** BEGIN **

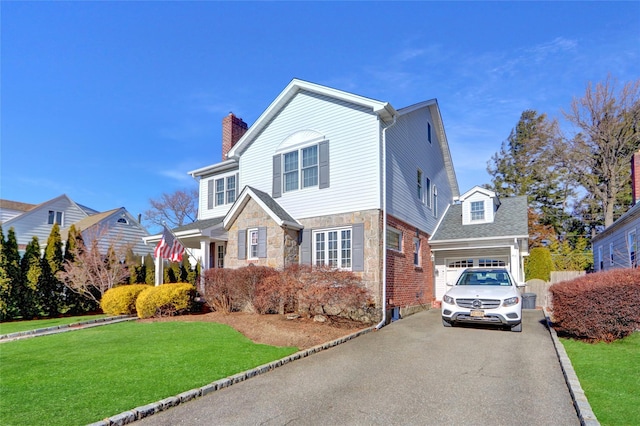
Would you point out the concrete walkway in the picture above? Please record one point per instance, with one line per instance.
(412, 372)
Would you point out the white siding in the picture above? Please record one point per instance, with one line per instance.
(354, 138)
(35, 222)
(217, 211)
(488, 208)
(409, 150)
(111, 232)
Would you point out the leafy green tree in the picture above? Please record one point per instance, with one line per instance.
(31, 266)
(10, 264)
(539, 264)
(608, 123)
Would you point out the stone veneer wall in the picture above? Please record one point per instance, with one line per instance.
(372, 219)
(282, 246)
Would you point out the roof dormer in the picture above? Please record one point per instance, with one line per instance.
(479, 206)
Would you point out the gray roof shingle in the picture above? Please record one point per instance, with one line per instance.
(510, 220)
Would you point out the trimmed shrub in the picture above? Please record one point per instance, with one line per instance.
(121, 300)
(217, 292)
(165, 300)
(603, 306)
(539, 264)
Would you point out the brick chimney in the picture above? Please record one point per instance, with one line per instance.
(232, 130)
(635, 176)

** END **

**Requirements**
Copy the entire listing above verbatim, line for line, and leave out the picture.

**Output below**
Would you point out the concrete walkway in the picture above? Please record one point per instance, with one line per instance.
(412, 372)
Would you point out the white siding in the picture above? Please record one point per instance, with one line per instance.
(354, 138)
(35, 222)
(217, 211)
(488, 208)
(409, 150)
(111, 232)
Would you point out the leafy green tree in the picture above? Please record one point per instance, with one line per instance.
(31, 266)
(10, 264)
(539, 264)
(608, 123)
Would you point out the stone veneer wall in the picture above? Please record one point per instance, with one line per instance.
(372, 219)
(282, 246)
Would you point out the roof dormer in the picture above? Please record one point per instance, with one line per instance.
(479, 206)
Would you point out the gray roof shingle in the picture above? Please record one point per instance, with one line per instance.
(510, 220)
Would you point out the trimmed shrub in the picture above? Please record one point per instance, with one line per instance.
(121, 300)
(217, 292)
(165, 300)
(603, 306)
(539, 264)
Would you point out the brick chimney in the picture above? Please record one point per instance, with one line per instance.
(232, 130)
(635, 176)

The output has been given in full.